Stored items from a collection:
────────

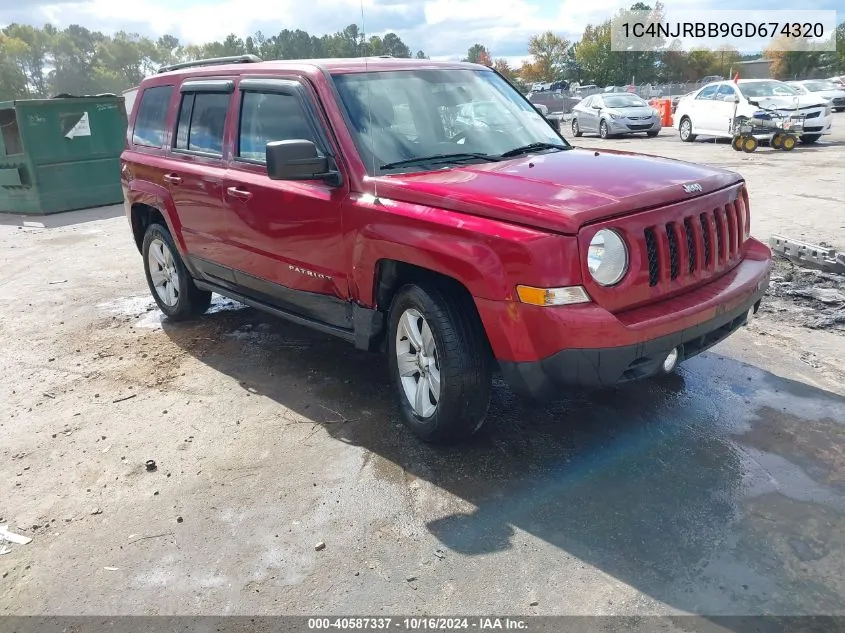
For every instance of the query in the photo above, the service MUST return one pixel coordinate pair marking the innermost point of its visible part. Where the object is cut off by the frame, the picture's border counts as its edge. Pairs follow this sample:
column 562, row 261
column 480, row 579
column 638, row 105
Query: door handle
column 240, row 194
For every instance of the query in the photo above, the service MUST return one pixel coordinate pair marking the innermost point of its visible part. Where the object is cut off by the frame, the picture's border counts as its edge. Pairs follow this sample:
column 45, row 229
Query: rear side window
column 152, row 112
column 267, row 117
column 202, row 120
column 708, row 93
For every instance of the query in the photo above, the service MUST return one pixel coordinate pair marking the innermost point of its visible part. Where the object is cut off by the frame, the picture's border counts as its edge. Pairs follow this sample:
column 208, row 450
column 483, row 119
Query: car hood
column 831, row 94
column 638, row 111
column 557, row 191
column 788, row 103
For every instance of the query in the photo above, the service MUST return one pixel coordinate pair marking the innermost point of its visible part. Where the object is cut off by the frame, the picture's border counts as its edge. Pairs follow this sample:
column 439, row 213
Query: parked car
column 710, row 110
column 823, row 88
column 677, row 98
column 288, row 186
column 613, row 114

────────

Work required - What you give back must match the entries exactly, apart from the omitted pictures.

Final answer -
For every instance of the query in the photo above, the service MUST return one pixel coordinate pair marking the innermost point of its visible part. Where the object is cut off by the frame, the picture's border counts as its edge. Pairs follow this sample:
column 562, row 261
column 480, row 579
column 638, row 105
Query: door handle
column 240, row 194
For every instance of the query in the photo above, the service MUST return one pixel coordinate pair marking the innermost point of its visible part. Where the object is cut off by the frame, the picture's border counts as its edge. Pairs follow this sample:
column 45, row 229
Query: rear side window
column 152, row 112
column 267, row 117
column 202, row 120
column 708, row 93
For every instance of the query in the photo above, the service MUST return one pixel coordinate pair marking the innermost point of its visible part. Where the object is cut off by the frame, the picture's border counts as its edge. Pairs follow this sample:
column 208, row 450
column 483, row 119
Query: car hood
column 831, row 94
column 638, row 111
column 557, row 191
column 788, row 103
For every instance of the query in the photo above, the service MUST return one pixel coordinate pair marking the innermost point of its visible part. Where the object is cut off by the frame, the picture's border counts as its edge. Pairs follow this sample:
column 439, row 213
Query: parked car
column 710, row 110
column 823, row 88
column 677, row 98
column 288, row 186
column 613, row 114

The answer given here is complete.